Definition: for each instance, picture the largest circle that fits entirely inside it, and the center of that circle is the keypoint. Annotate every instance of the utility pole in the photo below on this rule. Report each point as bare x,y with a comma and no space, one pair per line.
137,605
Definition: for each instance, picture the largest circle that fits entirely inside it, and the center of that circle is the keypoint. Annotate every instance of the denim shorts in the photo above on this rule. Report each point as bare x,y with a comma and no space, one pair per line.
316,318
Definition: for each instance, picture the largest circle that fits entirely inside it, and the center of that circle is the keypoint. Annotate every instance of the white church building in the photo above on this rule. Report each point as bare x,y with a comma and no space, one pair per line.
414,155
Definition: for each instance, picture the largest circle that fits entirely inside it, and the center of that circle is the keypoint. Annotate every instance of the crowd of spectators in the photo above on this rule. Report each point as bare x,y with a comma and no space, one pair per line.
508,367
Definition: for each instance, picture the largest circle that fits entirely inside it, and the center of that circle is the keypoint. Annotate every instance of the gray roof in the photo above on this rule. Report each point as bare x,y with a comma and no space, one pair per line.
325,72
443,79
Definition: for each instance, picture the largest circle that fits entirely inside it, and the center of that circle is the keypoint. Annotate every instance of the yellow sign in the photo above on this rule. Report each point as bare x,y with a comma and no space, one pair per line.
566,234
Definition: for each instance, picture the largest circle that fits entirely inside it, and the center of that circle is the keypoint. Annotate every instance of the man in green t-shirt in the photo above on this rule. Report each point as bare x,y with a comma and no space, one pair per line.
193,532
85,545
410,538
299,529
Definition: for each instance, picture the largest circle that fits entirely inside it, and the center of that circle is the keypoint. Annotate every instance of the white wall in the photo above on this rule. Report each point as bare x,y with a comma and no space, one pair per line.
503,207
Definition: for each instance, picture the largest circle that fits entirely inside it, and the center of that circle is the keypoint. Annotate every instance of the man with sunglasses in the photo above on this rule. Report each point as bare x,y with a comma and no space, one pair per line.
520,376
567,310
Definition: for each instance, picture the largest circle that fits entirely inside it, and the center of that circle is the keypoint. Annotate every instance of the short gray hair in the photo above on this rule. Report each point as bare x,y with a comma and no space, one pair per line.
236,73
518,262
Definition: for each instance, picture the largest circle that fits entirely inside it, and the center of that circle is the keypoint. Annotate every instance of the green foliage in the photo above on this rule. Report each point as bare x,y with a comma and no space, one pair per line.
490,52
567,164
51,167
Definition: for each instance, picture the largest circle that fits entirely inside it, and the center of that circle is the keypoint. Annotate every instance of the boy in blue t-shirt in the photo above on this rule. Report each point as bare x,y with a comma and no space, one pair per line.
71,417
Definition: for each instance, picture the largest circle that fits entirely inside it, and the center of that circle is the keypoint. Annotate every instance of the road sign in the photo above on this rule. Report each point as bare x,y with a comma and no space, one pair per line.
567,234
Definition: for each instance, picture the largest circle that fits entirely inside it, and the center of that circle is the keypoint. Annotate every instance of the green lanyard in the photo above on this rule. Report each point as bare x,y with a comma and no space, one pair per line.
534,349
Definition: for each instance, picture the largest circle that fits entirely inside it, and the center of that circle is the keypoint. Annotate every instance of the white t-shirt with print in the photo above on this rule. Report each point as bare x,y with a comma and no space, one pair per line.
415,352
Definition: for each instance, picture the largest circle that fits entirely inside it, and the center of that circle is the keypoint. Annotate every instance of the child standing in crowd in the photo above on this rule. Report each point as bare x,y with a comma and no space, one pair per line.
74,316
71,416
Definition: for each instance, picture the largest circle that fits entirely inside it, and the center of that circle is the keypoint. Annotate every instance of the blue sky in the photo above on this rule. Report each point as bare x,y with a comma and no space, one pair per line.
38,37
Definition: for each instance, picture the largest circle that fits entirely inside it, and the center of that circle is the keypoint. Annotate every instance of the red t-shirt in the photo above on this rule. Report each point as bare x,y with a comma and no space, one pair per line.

**The problem**: Please give the items again from the line with "the green lanyard" through the end of the items, swapping "keypoint" for "anchor point" and leaving everything else unchanged.

**The completed task**:
Definition: for each instance, picture the largest circle that fits entirely inside it, and the center of that circle is the anchor point. Annotate every instance of the green lanyard in the photo above on this rule. Report each point as bare x,y with a comma and no space, one pair per line.
534,349
Definition: for each instance, picture the largest circle that fits entirely inside it, and the center of that circle is the anchor point. Annotate every instance of the white t-shirt with print in the photo above on this rule. Report each point as bare x,y with a comma and no space, one pair per line.
415,352
Definition: for each instance, picture the largest circle that fits entirely inside it, and the center of that circle is the anchor point. Annotate every instance of the child standing in crowd in the photo above on this rule. Report each point as bare x,y with a comma and no space, one pair per line.
74,316
71,416
Definition: for each instance, picture the largest circle that fits entirely inside it, and the center of that circle is the anchor point. Annotate every instance of the blue sky in the photo above on this rule. Report each point as bare x,y with a comma and no space, one pair per line.
38,37
Definition: for each instance, picture the largest circle that fits entirely inside it, and the center of that circle is the anchor point. Annotate every instance of the red t-shirt in the photo above on this rule. Report each point as bare x,y with a comma and no space, one pair per line.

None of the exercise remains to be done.